▶ _TASK DESCRIPTION_: Reproduce the point placement records below in full, including each request, and shift every answer coordinate by adding 24 to each number. Leave the pictures out.

Point placement records:
· · ·

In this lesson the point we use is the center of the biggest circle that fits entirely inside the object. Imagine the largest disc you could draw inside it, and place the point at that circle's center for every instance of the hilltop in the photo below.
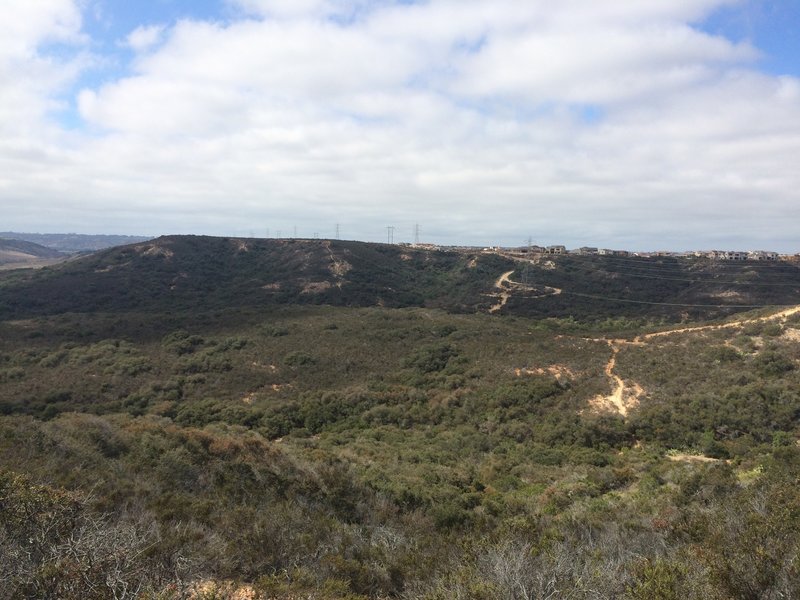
(70, 243)
(198, 273)
(347, 421)
(18, 253)
(205, 273)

· · ·

▶ _EXERCISE RESULT_:
In this lesson the point we use is the center of the biggest circle that fits entirely inside the object. Imagine the largest disc you could draw inside it, and place the point at that circle's center for every instance of the hilltop in the photo below.
(94, 267)
(222, 297)
(371, 445)
(42, 277)
(229, 297)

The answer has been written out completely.